— begin —

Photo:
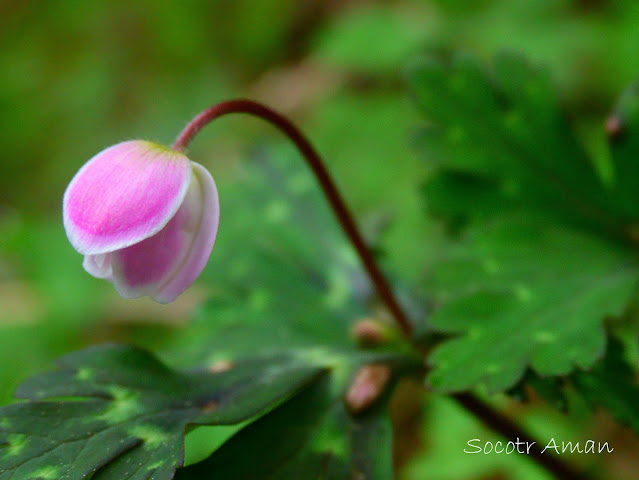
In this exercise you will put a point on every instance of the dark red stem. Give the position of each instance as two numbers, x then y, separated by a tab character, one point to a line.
334	198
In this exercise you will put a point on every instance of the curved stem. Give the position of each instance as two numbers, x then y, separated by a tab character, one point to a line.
334	198
484	412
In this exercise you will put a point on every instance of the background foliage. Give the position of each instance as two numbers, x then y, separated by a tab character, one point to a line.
75	78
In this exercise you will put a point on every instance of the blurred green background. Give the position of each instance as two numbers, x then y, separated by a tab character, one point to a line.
76	77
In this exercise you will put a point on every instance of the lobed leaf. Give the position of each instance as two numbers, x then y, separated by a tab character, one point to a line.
115	412
542	249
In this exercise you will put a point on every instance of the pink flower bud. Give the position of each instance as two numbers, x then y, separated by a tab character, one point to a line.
145	217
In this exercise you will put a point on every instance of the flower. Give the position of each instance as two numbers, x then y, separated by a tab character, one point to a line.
145	218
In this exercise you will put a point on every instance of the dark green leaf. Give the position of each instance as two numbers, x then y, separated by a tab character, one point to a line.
542	252
612	384
315	438
115	412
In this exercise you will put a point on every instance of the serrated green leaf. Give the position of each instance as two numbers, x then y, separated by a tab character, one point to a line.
542	252
612	384
507	131
115	412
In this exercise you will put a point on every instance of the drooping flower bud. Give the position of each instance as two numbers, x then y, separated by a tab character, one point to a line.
145	217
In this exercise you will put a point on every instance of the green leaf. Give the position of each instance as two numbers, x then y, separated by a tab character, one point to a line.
521	294
115	412
612	384
541	250
316	438
283	275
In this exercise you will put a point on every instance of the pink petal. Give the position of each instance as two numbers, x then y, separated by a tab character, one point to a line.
165	265
98	265
123	195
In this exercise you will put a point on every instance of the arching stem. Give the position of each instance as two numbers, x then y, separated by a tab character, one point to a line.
484	412
328	186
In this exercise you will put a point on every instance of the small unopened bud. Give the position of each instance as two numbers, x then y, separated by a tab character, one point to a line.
614	127
220	366
368	385
369	332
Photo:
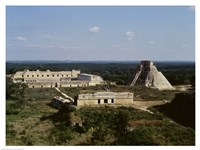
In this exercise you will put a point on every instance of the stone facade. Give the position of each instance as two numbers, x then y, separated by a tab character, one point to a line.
91	78
48	79
148	75
99	98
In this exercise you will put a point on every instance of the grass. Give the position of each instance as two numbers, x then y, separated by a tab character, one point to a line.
101	126
32	124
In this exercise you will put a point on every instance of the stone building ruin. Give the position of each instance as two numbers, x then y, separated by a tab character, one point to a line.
148	75
49	79
100	98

— end —

#### What you are asked to do
Go to the line containing "of the green", then write out word for word every line from there to the end of the listing. Keep both end lines and drop the pictures.

#### Solution for this task
In this exercise you will put a point on every instance of the green leaf. Give the position of each instance as two numbers, x then y, separated by a tab character, one point to a line.
521	294
115	412
612	384
541	250
316	438
283	275
In this exercise you will put a point on every instance of the pink petal. Give the position of each instance as two numbers, x then y, separated by a tab character, one point to a line.
165	265
98	265
123	195
In this exercise you will put a point on every instance of the arching stem. Give the position of each instance as two numbers, x then y, separated by a tab character, one point to a line.
484	412
328	186
In this exercise you will put a point on every instance of the small unopened bud. Give the position of each instance as two numbers, x then y, separated by a tab character, one point to a line.
614	127
220	366
368	385
369	332
Photo:
In this exercise you will put a point on every instance of the stone facade. Give the position of each instance as two numbers, x then y, separated by a tab character, one point to a line.
91	78
48	79
148	75
99	98
In this exercise you will put a point on every instance of the grass. Give the position of each instance as two numbers, x then y, separated by a tab character, one point to a line.
101	126
32	124
In this exercise you will put a point on every instance of the stone building ruin. Give the position of each instance as two numbers, x then y, separated by a tab character, one point to a line.
148	75
49	79
100	98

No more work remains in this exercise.